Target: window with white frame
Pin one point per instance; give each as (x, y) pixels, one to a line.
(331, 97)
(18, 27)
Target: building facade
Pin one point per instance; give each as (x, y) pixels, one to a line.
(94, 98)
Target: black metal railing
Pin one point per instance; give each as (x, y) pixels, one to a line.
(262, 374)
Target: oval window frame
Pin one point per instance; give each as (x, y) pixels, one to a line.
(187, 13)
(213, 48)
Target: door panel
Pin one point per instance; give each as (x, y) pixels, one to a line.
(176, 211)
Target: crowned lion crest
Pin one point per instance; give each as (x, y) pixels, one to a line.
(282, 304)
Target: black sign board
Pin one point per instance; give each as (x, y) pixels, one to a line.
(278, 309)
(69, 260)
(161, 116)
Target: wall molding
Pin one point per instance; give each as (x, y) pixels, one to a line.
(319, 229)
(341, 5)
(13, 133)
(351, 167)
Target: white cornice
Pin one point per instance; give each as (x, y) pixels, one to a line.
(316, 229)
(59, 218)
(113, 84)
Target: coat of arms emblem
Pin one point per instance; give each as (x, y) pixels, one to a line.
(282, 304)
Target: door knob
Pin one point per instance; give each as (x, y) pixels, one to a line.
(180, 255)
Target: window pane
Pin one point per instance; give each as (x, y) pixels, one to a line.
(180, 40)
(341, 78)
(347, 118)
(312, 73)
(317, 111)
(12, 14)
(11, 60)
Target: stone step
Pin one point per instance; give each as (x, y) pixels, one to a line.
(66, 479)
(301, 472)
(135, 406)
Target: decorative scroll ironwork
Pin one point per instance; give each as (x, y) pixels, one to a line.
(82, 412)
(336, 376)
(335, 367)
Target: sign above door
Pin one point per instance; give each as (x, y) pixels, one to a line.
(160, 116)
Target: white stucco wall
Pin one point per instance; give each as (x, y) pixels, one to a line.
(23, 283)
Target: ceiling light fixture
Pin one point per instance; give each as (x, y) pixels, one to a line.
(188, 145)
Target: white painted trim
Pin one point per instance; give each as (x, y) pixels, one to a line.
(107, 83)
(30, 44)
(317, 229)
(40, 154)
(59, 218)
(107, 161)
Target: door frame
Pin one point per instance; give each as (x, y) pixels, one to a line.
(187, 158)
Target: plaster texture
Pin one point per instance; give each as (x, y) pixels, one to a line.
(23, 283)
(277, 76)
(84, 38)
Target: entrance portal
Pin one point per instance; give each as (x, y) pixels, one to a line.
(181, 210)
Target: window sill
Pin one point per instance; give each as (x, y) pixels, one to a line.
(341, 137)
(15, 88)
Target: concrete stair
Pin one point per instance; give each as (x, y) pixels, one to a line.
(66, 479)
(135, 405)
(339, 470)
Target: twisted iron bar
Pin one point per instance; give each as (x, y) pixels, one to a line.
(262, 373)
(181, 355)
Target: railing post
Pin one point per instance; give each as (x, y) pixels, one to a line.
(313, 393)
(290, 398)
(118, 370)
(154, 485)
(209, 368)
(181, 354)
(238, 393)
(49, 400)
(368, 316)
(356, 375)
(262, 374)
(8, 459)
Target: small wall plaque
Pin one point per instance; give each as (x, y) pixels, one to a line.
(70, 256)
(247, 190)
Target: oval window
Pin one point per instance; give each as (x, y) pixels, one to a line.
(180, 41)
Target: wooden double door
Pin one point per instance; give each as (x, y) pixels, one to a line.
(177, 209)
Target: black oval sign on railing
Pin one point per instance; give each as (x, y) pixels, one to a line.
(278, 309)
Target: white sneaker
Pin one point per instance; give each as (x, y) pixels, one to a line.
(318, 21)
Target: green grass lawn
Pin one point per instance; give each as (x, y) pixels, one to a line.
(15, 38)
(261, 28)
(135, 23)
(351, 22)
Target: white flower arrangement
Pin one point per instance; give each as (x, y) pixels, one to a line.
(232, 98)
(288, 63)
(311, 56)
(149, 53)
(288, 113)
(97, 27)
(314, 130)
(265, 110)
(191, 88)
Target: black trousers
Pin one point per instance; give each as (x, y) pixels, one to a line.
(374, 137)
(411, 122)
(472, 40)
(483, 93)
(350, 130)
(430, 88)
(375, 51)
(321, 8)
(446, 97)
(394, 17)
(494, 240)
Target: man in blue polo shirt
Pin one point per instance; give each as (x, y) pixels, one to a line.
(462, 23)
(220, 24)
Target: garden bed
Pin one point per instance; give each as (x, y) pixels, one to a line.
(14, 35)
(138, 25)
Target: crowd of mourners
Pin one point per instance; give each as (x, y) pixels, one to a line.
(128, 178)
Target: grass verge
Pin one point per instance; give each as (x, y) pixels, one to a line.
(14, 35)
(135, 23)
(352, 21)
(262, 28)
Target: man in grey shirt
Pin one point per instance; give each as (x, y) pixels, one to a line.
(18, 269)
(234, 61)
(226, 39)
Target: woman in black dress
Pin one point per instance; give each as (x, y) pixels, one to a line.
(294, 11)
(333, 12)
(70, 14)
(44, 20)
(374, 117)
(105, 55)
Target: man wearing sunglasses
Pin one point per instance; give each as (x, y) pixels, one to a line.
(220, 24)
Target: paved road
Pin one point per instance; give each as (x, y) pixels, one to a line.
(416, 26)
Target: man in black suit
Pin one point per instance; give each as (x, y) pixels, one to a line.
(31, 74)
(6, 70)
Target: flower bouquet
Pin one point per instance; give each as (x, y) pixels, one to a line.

= TO DO =
Retype nothing except the lines from the line holding "Target: green grass lawn" through the last line of the entries, both included.

= WRITTEN RESPONSE =
Target: green grass lawn
Pin one point per instance; give each as (x, y) pixels, one to a line.
(15, 38)
(261, 28)
(135, 23)
(351, 22)
Target: white flower arrangement
Pin one point per instance; give each as (x, y) pixels, one to a line.
(232, 98)
(288, 63)
(311, 56)
(149, 53)
(288, 113)
(97, 27)
(314, 130)
(265, 110)
(191, 88)
Target: black trousers
Pin one point per instance; give each as (x, y) pixels, one to a line.
(374, 137)
(411, 122)
(472, 40)
(483, 93)
(350, 130)
(430, 88)
(375, 51)
(321, 8)
(446, 97)
(394, 17)
(494, 240)
Target: man in blue polo shirt
Pin one point per instance; give each as (x, y) pixels, one to a line.
(462, 23)
(220, 24)
Target: garden bed
Pin one point per instance; give each as (x, y) pixels, one to a line.
(14, 35)
(138, 25)
Target: crowd of mourners
Pin one point per instance; give each as (x, y) pixels, one to a line.
(128, 178)
Target: grass verge
Pin one point per instance; give each as (x, y) pixels, one to a line.
(14, 35)
(135, 23)
(352, 21)
(262, 28)
Target: man in grey shirt
Pin one point per instance; give each as (x, y) pixels, one to a line.
(18, 269)
(234, 61)
(226, 39)
Target: woman in black dress
Pin one point per instance; give each as (x, y) pixels, one to a line.
(294, 11)
(333, 12)
(70, 14)
(44, 20)
(374, 117)
(105, 55)
Target: man wearing sunglasses
Pin one point per instance; give each as (x, y) pixels, one to a line.
(220, 24)
Target: paved road
Pin one point per instance; give each as (x, y) pixels, one to a line.
(416, 26)
Target: man in black suit
Pin one point per instance; give each as (x, y) pixels, one to a line.
(31, 74)
(6, 70)
Target: flower bouquet
Pin one point per instance; give each as (x, y) pixels, one to a line.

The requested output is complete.